BBC 4 gave us a short history of the ghost story last night. They started with The descent of Inanna and wound up with Robert Aickman- and all in half an hour- whee!

But they got it right. At least I thought they did. They paused on Sheridan le Fanu and M.R. James and Aickman- and that's as it should be. These are the masters. And they didn't bother with the Turn of the Screw (which I consider over-rated.) I'd have liked a nod in the direction of Margaret Oliphant, but you can't have everything and there were an awful lot of Victorian and early 20th century writers who knocked out a ghost story or two.

Ooh, and Jackie, you'd have liked this- they fished out a clip of Algernon Blackwood talking to camera in 1951- and he was everything you could have wished- long-nosed and gaunt with an avuncular twinkle in his eye.

I'm crazy for ghost stories. Here's my personal top ten.

An Account of Some Strange Disturbances in Aungier Street- Sheridan le Fanu
The Signalman- Charles Dickens
The Library Window- Margaret Oliphant
Thrawn Janet- Robert Louis Stevenson
Mr Humphreys and his Inheritance- M.R. James
The Room in the Tower- E.F. Benson
The Dog Hervey- Rudyard Kipling
The Wendigo- Algernon Blackwood
Seaton's Aunt- Walter de la Mare
The Houses of the Russians- Robert Aickman

[identity profile] ex-kharin447.livejournal.com 2005-12-19 05:01 am (UTC)(link)

TO-DO LIST ▸
a. In the blog post about the BBC 4 ghost story program, which story did the program begin with?
b. Rewrite the part of the blog post about the ghost story program starting at "BBC 4 gave us" and ending at "story or two.", swapping "Aickman" for "Blackwood".

Lines of data

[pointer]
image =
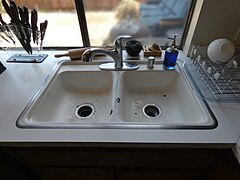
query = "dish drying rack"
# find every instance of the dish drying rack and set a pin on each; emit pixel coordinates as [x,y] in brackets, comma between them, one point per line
[215,81]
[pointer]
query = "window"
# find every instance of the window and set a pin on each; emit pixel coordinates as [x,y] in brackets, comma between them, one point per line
[149,21]
[63,25]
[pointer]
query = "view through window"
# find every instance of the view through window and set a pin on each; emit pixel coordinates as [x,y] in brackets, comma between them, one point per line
[149,21]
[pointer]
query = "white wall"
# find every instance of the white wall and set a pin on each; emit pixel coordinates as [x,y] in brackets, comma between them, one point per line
[214,19]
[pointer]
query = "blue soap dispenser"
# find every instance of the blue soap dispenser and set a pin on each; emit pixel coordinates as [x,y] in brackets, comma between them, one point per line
[171,54]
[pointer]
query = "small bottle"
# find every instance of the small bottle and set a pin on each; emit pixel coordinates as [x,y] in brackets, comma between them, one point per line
[150,62]
[171,54]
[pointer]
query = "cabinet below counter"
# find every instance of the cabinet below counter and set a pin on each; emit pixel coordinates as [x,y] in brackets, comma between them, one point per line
[120,163]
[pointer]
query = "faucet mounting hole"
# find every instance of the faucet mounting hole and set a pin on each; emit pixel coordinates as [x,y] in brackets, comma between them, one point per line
[151,111]
[84,111]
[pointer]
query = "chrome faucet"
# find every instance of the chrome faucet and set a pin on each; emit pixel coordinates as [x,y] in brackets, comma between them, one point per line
[116,53]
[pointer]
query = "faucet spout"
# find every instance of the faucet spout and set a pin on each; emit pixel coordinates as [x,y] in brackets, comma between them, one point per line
[115,53]
[89,54]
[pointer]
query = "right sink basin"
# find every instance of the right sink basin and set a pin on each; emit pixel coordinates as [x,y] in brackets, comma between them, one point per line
[160,98]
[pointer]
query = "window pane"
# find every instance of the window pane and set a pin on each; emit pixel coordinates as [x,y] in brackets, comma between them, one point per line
[63,27]
[150,21]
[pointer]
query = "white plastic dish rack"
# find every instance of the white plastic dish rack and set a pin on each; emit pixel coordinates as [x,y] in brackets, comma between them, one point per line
[213,81]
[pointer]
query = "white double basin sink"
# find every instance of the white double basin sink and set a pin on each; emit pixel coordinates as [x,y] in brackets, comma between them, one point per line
[79,95]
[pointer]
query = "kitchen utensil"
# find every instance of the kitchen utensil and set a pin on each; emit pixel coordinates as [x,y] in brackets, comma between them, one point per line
[6,30]
[220,50]
[34,19]
[18,30]
[43,27]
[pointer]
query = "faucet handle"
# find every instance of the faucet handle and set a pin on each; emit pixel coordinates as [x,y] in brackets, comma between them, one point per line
[118,41]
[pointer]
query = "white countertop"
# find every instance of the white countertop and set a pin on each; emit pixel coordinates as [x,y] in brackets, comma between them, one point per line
[21,80]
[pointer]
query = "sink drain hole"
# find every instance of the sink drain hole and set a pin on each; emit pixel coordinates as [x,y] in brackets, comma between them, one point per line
[151,111]
[84,111]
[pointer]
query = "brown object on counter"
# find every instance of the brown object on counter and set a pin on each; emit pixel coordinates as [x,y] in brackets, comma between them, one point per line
[75,54]
[152,50]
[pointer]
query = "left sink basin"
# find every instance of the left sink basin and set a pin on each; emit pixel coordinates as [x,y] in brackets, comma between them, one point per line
[72,94]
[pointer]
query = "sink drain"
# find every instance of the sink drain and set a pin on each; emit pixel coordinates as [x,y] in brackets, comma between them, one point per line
[151,111]
[84,111]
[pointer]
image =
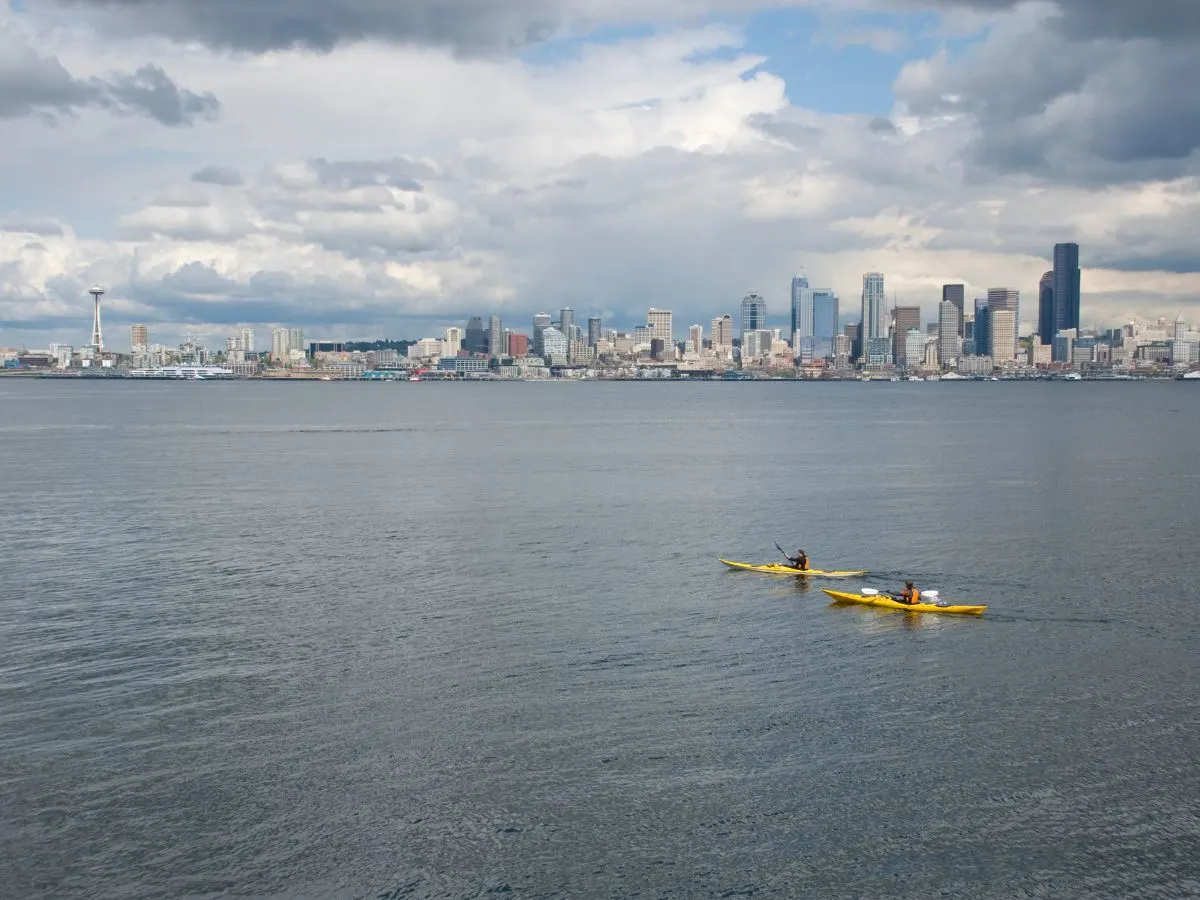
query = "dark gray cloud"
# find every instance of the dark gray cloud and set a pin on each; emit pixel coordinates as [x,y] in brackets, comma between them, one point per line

ANSWERS TO THE PROBLEMS ▸
a. The descent of Inanna.

b.
BBC 4 gave us a short history of the ghost story last night. They started with The descent of Inanna and wound up with Robert Blackwood- and all in half an hour- whee!

But they got it right. At least I thought they did. They paused on Sheridan le Fanu and M.R. James and Blackwood- and that's as it should be. These are the masters. And they didn't bother with the Turn of the Screw (which I consider over-rated.) I'd have liked a nod in the direction of Margaret Oliphant, but you can't have everything and there were an awful lot of Victorian and early 20th century writers who knocked out a ghost story or two.